Exercise objective: Identify every line of the data below that contains the string "cockpit", treating uppercase and lowercase as different. Copy each such line in full.

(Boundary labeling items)
------------------------------------------------------------

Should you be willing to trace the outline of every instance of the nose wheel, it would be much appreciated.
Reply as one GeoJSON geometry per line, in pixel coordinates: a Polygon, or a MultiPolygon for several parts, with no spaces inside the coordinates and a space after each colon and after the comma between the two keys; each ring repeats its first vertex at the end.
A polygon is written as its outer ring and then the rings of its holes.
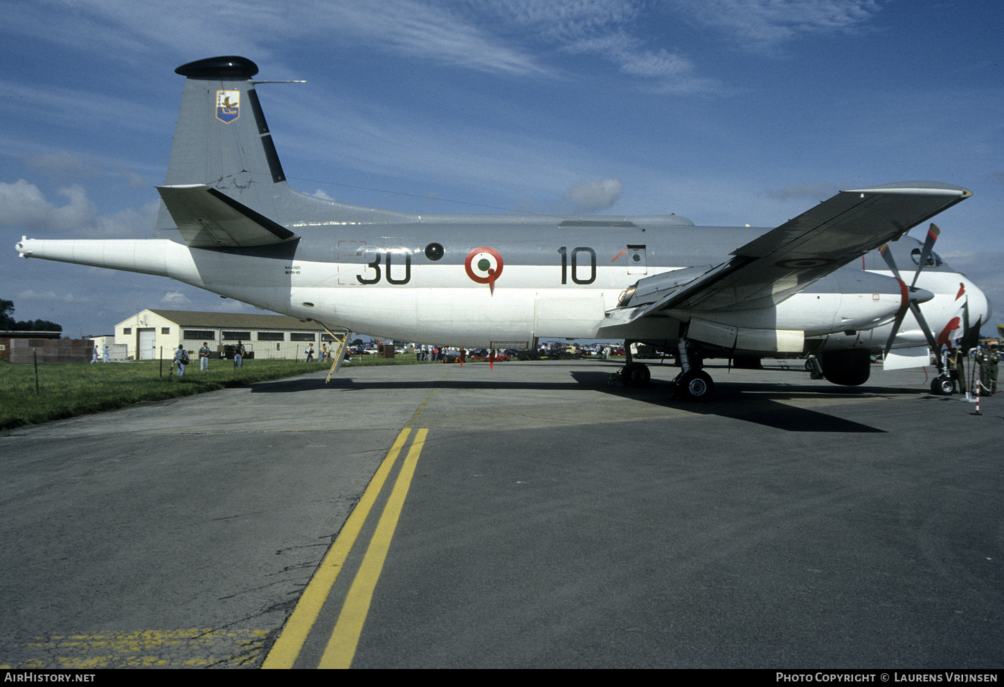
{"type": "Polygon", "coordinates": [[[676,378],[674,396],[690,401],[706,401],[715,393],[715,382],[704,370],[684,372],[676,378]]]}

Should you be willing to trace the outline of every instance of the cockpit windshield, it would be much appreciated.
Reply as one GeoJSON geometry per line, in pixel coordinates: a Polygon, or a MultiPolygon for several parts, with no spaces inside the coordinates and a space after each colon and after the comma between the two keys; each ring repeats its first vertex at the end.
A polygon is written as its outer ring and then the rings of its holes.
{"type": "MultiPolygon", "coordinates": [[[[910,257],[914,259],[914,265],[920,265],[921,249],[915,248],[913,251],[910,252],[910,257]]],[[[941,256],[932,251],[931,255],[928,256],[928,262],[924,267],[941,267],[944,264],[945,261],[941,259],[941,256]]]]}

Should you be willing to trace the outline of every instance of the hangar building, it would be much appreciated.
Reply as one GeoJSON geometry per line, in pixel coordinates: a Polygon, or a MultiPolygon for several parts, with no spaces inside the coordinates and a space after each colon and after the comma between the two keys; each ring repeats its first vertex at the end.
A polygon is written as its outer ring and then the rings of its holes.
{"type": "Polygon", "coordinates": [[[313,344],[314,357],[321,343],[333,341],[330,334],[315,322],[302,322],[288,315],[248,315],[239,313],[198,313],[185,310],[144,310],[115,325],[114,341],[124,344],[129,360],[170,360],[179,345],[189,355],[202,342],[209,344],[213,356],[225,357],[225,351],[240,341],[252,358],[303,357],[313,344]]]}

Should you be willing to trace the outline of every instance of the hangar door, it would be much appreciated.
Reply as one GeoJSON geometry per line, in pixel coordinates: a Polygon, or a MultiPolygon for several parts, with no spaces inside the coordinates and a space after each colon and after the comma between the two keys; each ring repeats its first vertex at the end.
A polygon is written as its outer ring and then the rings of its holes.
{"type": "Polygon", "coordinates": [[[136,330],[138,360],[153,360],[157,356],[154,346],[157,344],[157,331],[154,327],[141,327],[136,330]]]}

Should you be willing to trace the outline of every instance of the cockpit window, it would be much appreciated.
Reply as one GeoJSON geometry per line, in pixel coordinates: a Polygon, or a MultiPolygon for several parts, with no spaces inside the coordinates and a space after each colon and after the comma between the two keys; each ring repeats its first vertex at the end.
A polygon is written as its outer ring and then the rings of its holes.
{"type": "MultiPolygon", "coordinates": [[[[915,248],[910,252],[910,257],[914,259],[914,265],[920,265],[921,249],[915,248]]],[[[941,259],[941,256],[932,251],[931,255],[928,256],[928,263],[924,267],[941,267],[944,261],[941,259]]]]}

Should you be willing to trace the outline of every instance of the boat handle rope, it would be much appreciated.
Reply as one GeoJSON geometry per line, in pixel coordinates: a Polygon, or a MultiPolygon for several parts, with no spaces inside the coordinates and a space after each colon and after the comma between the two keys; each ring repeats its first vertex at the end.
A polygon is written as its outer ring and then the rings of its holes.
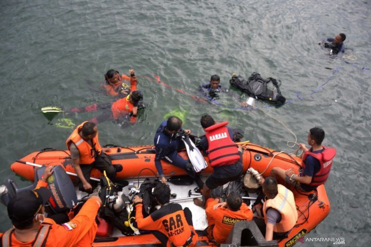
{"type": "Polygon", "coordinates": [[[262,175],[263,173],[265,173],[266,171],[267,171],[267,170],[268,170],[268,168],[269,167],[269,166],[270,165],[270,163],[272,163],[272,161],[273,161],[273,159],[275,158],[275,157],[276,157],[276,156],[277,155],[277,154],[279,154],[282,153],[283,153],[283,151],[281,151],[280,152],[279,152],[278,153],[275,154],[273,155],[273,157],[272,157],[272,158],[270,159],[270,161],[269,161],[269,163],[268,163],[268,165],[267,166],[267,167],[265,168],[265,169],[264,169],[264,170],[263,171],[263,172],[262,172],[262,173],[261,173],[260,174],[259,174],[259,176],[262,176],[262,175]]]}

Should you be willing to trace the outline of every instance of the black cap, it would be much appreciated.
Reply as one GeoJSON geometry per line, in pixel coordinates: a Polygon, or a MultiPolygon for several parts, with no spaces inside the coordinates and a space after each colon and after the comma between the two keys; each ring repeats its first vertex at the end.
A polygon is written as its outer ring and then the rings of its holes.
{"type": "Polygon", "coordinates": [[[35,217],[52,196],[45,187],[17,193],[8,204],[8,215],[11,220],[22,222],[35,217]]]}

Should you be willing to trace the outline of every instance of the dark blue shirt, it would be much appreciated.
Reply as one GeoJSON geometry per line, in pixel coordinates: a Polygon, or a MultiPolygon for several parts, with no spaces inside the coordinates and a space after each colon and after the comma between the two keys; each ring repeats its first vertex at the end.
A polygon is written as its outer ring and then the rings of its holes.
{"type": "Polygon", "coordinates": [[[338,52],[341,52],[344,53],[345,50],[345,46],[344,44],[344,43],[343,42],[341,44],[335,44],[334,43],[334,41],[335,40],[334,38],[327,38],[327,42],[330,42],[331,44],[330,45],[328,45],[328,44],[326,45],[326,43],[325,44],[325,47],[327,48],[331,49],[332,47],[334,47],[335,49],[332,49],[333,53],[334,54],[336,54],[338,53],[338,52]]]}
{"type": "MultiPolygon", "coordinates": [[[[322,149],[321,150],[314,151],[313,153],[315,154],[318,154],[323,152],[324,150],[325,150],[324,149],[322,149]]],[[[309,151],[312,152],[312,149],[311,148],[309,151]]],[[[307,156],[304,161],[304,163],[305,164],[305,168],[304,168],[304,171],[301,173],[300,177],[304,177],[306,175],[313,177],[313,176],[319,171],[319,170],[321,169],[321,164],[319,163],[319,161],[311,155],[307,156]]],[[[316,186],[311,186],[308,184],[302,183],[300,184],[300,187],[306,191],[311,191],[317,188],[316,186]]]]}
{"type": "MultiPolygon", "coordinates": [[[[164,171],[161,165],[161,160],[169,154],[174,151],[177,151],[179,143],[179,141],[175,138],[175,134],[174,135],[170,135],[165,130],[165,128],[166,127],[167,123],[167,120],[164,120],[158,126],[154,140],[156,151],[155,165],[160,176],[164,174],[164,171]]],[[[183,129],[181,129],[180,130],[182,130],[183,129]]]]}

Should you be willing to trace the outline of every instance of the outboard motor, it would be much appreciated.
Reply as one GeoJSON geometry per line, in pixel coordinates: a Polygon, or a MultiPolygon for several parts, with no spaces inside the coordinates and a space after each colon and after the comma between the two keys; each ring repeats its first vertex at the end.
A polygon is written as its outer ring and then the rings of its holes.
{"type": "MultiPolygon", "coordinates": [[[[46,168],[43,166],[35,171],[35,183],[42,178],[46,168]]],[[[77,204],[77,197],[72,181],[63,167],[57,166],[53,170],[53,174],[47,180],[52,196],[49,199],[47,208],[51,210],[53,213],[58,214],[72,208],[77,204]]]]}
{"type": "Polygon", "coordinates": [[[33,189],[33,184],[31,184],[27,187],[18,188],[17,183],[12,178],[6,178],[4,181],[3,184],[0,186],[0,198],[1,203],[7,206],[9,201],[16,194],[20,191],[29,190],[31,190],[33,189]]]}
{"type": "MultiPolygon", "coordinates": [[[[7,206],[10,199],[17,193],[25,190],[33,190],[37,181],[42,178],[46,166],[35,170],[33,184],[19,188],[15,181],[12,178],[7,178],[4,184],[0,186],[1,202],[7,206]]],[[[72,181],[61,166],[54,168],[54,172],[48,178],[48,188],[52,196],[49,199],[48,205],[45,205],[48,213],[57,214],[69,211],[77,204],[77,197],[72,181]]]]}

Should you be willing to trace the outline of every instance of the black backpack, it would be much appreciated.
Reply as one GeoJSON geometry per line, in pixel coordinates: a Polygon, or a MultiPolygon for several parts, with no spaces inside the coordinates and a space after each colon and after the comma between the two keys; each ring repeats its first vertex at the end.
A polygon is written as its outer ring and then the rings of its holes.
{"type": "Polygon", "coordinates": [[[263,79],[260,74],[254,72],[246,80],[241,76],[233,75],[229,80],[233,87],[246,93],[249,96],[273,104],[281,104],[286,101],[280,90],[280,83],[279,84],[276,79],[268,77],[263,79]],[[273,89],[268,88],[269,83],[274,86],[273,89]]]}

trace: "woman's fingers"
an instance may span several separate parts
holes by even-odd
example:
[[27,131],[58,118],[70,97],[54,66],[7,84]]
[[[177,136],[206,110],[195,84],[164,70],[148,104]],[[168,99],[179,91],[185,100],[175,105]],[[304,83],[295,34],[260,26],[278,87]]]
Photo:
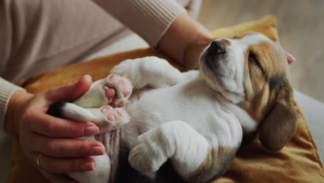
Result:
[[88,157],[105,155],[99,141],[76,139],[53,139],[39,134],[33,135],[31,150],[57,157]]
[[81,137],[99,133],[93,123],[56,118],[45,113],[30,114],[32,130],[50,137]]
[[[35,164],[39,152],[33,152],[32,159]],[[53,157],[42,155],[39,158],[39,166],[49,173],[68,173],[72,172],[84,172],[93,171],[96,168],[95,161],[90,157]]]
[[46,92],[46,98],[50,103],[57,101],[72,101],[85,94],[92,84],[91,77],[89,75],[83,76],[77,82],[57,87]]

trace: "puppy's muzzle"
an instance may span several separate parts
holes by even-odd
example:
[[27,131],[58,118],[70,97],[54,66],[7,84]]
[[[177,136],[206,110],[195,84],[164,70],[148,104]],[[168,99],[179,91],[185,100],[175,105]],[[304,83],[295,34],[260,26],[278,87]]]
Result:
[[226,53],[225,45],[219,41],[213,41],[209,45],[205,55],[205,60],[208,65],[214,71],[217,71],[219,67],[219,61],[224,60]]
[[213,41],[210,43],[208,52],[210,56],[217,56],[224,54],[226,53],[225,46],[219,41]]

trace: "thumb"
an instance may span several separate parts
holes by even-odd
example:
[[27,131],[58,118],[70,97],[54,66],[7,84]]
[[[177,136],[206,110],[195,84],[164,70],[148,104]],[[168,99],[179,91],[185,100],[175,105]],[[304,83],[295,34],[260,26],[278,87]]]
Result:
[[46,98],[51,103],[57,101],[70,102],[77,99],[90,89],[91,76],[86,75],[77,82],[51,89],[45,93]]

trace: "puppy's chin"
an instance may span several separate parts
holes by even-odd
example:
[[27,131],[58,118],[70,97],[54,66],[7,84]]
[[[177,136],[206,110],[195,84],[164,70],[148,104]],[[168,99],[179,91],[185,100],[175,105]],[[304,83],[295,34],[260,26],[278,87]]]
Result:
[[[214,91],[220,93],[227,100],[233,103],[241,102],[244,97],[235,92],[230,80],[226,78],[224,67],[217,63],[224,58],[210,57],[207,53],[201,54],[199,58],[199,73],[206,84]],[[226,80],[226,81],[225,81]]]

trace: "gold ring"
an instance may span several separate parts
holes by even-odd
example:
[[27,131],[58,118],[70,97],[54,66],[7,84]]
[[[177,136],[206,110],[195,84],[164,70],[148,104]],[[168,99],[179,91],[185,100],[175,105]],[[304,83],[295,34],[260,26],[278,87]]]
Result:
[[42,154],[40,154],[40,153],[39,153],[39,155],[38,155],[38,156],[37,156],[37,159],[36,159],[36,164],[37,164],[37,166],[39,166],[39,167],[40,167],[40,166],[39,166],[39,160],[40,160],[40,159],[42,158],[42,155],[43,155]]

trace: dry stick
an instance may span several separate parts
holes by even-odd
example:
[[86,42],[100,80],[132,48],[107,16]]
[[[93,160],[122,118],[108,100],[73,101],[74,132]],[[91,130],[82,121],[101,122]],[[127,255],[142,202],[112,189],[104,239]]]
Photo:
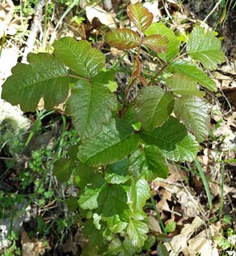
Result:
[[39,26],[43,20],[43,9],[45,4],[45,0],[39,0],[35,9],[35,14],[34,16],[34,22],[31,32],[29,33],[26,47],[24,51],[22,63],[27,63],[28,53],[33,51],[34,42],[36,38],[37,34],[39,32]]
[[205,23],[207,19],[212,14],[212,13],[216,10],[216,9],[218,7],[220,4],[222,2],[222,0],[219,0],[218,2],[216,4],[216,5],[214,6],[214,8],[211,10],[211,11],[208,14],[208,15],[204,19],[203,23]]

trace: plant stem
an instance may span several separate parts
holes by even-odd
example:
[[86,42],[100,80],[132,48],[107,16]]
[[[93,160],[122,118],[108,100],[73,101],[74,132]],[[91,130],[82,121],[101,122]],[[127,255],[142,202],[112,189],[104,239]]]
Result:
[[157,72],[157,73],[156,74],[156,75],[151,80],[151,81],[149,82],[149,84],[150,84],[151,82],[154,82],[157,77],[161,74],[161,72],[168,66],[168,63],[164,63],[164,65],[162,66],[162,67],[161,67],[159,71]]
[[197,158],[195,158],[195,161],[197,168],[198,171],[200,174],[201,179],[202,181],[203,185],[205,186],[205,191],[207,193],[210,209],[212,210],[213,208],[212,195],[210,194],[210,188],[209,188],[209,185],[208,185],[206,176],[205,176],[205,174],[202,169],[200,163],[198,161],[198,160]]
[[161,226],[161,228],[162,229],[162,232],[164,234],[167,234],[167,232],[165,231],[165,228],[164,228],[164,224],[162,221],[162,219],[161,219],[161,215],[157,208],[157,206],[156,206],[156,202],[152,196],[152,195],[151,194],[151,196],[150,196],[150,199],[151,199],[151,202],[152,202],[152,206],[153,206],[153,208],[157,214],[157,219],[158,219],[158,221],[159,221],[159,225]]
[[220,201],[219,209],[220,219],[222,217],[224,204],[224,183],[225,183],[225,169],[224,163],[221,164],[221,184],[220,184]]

------------------------------------------------------------

Completed exercise:
Should you be willing to trace the outline of every instance of the cockpit windshield, it would be much appreciated.
Should you be willing to trace the outline of every instance of the cockpit window, it would be much appreciated.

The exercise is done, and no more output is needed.